### EXERCISE:
Pull out every line below that contains the word "plank" and copy each one in full.

### EXERCISE MATERIALS:
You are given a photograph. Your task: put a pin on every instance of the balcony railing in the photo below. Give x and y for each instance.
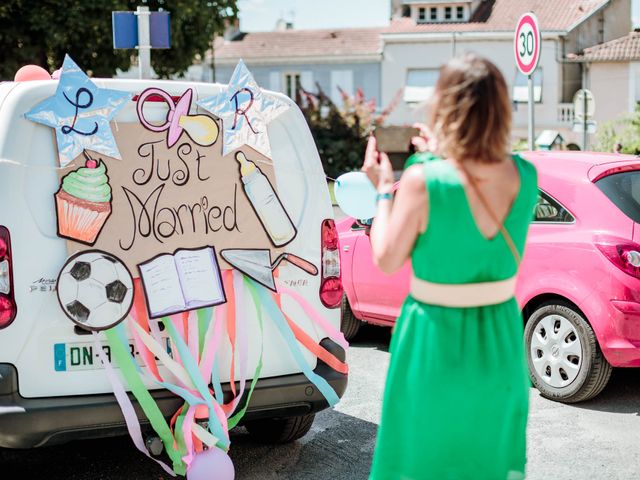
(565, 113)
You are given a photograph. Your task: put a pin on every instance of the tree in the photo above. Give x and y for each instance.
(341, 133)
(43, 32)
(624, 130)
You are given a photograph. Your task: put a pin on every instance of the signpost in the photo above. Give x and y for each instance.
(584, 107)
(527, 43)
(143, 30)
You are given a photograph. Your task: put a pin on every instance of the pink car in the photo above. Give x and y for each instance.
(579, 286)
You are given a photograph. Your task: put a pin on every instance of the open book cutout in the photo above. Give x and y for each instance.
(186, 280)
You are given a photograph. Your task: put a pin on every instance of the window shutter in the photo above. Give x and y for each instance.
(275, 81)
(306, 81)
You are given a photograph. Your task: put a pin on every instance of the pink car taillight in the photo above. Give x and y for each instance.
(8, 308)
(624, 255)
(330, 283)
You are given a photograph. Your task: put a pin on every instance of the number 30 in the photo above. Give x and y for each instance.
(527, 43)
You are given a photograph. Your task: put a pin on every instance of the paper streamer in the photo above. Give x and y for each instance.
(242, 298)
(146, 401)
(335, 334)
(129, 413)
(194, 373)
(277, 317)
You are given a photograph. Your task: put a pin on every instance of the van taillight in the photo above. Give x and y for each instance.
(8, 308)
(330, 283)
(624, 255)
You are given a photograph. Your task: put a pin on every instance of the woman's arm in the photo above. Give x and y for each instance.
(399, 222)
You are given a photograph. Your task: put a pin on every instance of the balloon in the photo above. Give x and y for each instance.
(355, 195)
(31, 72)
(212, 464)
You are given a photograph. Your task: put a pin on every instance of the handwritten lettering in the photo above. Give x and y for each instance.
(240, 111)
(149, 218)
(66, 129)
(179, 174)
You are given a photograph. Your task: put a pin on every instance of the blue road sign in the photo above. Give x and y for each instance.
(159, 30)
(125, 29)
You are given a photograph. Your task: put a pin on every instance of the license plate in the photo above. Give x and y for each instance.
(70, 357)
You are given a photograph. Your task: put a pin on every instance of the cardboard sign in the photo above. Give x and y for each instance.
(187, 196)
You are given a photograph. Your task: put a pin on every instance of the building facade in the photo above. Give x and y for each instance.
(613, 76)
(415, 46)
(335, 60)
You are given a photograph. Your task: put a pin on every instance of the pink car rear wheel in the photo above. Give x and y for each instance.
(565, 361)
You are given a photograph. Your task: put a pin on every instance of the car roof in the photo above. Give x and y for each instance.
(579, 167)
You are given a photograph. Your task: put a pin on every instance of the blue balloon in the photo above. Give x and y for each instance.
(356, 195)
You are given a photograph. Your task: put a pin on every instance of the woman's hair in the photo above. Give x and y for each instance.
(471, 111)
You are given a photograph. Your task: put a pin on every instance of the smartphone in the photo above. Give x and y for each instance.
(394, 139)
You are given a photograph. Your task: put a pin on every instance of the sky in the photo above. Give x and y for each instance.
(261, 15)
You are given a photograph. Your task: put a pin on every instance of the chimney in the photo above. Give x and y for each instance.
(282, 25)
(232, 29)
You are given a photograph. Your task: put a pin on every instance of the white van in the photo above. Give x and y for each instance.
(53, 388)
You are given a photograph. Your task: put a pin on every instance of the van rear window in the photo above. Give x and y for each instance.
(623, 189)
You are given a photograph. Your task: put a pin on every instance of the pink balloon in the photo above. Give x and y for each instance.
(212, 464)
(31, 72)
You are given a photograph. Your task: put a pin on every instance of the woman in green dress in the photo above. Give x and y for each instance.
(456, 398)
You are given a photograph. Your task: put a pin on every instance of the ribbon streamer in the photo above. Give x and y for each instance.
(129, 413)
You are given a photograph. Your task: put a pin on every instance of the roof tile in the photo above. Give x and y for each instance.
(502, 15)
(622, 49)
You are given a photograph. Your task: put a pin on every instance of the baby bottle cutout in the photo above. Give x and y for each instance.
(272, 214)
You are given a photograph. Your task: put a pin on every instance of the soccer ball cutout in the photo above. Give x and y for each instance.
(95, 290)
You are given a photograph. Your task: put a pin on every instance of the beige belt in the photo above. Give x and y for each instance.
(463, 295)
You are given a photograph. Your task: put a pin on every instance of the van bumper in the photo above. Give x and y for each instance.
(35, 422)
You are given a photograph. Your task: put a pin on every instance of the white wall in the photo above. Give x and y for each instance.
(613, 85)
(399, 57)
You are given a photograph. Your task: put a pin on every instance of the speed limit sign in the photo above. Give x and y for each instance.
(527, 43)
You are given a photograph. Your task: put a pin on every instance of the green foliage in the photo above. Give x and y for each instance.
(341, 133)
(625, 131)
(42, 32)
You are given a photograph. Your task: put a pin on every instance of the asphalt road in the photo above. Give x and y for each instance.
(596, 440)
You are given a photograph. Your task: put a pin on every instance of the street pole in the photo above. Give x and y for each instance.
(531, 114)
(144, 43)
(584, 121)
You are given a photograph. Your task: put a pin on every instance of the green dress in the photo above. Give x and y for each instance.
(456, 397)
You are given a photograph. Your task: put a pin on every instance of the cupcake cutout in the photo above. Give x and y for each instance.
(83, 202)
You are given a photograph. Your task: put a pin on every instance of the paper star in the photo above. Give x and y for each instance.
(245, 111)
(80, 112)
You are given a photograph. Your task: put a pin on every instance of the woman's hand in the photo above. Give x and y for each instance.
(378, 167)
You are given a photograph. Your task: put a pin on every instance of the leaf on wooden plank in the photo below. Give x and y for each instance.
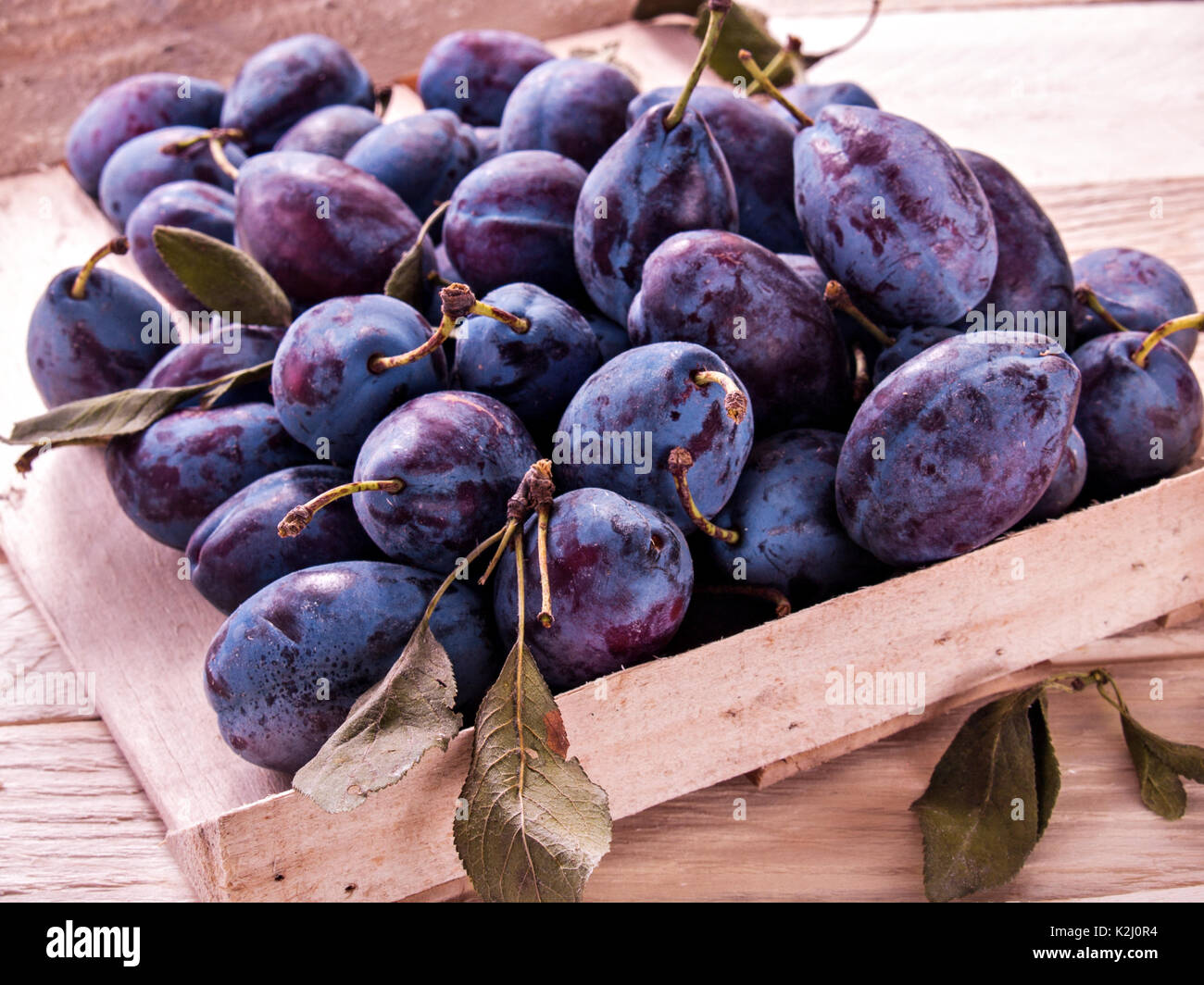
(743, 28)
(127, 412)
(223, 277)
(406, 279)
(388, 729)
(990, 797)
(533, 826)
(1160, 764)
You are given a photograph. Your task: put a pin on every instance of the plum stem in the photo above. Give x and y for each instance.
(521, 609)
(1184, 323)
(506, 533)
(216, 139)
(735, 404)
(116, 246)
(446, 581)
(781, 603)
(763, 81)
(679, 464)
(458, 303)
(299, 517)
(861, 381)
(718, 12)
(1085, 295)
(838, 300)
(546, 617)
(534, 492)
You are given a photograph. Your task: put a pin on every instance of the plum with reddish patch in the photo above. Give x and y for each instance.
(1138, 424)
(321, 228)
(621, 576)
(236, 551)
(461, 456)
(645, 400)
(891, 212)
(790, 536)
(171, 476)
(287, 666)
(512, 220)
(133, 106)
(321, 380)
(287, 81)
(1138, 289)
(955, 447)
(651, 183)
(534, 372)
(746, 305)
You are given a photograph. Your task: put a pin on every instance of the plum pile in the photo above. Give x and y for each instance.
(771, 353)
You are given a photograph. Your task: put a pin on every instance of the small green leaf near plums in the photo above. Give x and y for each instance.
(999, 764)
(127, 412)
(388, 729)
(534, 825)
(408, 277)
(743, 29)
(223, 277)
(1160, 764)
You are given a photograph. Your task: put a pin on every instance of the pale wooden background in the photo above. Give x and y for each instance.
(1098, 106)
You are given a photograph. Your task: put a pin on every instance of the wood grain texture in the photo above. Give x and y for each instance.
(75, 823)
(1060, 94)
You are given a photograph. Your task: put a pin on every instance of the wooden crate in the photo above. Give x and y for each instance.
(654, 732)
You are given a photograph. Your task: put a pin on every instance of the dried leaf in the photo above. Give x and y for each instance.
(388, 729)
(536, 826)
(1160, 764)
(990, 797)
(223, 277)
(125, 412)
(408, 277)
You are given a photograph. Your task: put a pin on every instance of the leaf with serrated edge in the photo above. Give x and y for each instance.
(388, 729)
(408, 275)
(971, 841)
(127, 412)
(223, 277)
(1162, 790)
(536, 826)
(1048, 773)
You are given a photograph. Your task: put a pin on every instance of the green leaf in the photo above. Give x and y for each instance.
(971, 840)
(223, 277)
(406, 279)
(743, 28)
(1048, 773)
(388, 729)
(125, 412)
(1160, 788)
(534, 825)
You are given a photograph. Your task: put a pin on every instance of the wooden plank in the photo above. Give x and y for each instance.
(1060, 94)
(73, 821)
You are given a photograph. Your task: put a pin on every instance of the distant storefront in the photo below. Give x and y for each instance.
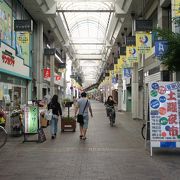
(15, 61)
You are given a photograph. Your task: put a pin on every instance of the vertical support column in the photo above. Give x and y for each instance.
(39, 46)
(135, 84)
(52, 59)
(175, 29)
(135, 92)
(120, 94)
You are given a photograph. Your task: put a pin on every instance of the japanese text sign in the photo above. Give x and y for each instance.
(164, 111)
(31, 119)
(160, 48)
(143, 42)
(47, 73)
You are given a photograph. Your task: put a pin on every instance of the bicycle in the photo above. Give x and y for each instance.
(3, 136)
(111, 114)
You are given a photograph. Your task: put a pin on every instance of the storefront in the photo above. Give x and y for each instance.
(15, 56)
(14, 77)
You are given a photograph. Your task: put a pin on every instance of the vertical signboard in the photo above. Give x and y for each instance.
(177, 8)
(164, 114)
(143, 42)
(23, 45)
(160, 48)
(131, 54)
(31, 119)
(5, 23)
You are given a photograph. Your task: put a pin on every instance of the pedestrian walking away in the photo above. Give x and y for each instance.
(110, 110)
(56, 112)
(83, 105)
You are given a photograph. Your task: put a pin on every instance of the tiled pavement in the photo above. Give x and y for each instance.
(109, 153)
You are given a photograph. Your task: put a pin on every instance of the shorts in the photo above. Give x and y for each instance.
(86, 120)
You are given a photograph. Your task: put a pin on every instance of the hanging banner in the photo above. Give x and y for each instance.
(116, 69)
(131, 53)
(143, 42)
(144, 25)
(160, 48)
(164, 103)
(31, 122)
(5, 23)
(127, 72)
(47, 73)
(177, 8)
(124, 61)
(58, 78)
(23, 45)
(130, 40)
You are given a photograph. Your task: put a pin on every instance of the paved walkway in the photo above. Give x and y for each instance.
(109, 153)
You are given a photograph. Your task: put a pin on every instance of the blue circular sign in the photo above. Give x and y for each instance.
(155, 86)
(155, 104)
(162, 99)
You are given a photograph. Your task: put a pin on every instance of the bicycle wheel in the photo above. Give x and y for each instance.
(3, 137)
(143, 131)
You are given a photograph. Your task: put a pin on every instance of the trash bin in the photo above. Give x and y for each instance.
(16, 123)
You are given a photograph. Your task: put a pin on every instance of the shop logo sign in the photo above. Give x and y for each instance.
(7, 58)
(155, 104)
(160, 48)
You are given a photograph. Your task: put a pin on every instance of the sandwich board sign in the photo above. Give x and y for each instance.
(164, 104)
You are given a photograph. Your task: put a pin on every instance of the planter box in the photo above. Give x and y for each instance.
(68, 125)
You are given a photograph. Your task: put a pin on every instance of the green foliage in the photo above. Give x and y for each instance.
(171, 58)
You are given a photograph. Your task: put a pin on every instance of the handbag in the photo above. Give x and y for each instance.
(48, 114)
(80, 116)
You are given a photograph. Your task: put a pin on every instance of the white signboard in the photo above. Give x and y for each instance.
(164, 103)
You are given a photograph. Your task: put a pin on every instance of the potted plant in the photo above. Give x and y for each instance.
(68, 123)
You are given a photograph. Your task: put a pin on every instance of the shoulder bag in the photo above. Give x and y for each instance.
(80, 116)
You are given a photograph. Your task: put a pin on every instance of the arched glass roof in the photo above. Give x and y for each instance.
(86, 23)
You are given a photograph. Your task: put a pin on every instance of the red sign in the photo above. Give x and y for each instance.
(7, 59)
(58, 78)
(47, 73)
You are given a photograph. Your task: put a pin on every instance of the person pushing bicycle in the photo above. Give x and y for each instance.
(110, 106)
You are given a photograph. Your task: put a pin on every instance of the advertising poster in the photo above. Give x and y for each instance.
(31, 119)
(124, 61)
(5, 22)
(116, 69)
(131, 53)
(143, 42)
(127, 72)
(165, 112)
(22, 46)
(160, 48)
(177, 8)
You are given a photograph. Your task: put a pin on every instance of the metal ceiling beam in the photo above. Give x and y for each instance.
(91, 59)
(90, 43)
(84, 10)
(86, 0)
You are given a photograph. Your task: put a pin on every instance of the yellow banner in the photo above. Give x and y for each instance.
(177, 8)
(143, 42)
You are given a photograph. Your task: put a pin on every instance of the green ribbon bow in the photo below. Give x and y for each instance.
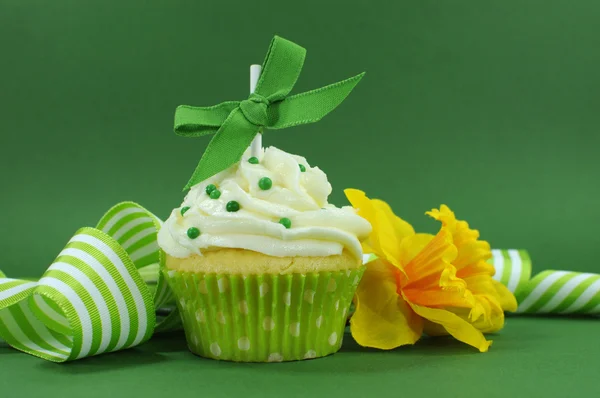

### SOLUTION TO THIS PROBLEM:
You are given a photograph. Your task: put a pin on every instance of the leaf on wooden plank in the photo below. Give x and y for each instance.
You are given a photograph. Your task: put a pin on every instance of the wooden plank in the photo above. Give x and y for each instance.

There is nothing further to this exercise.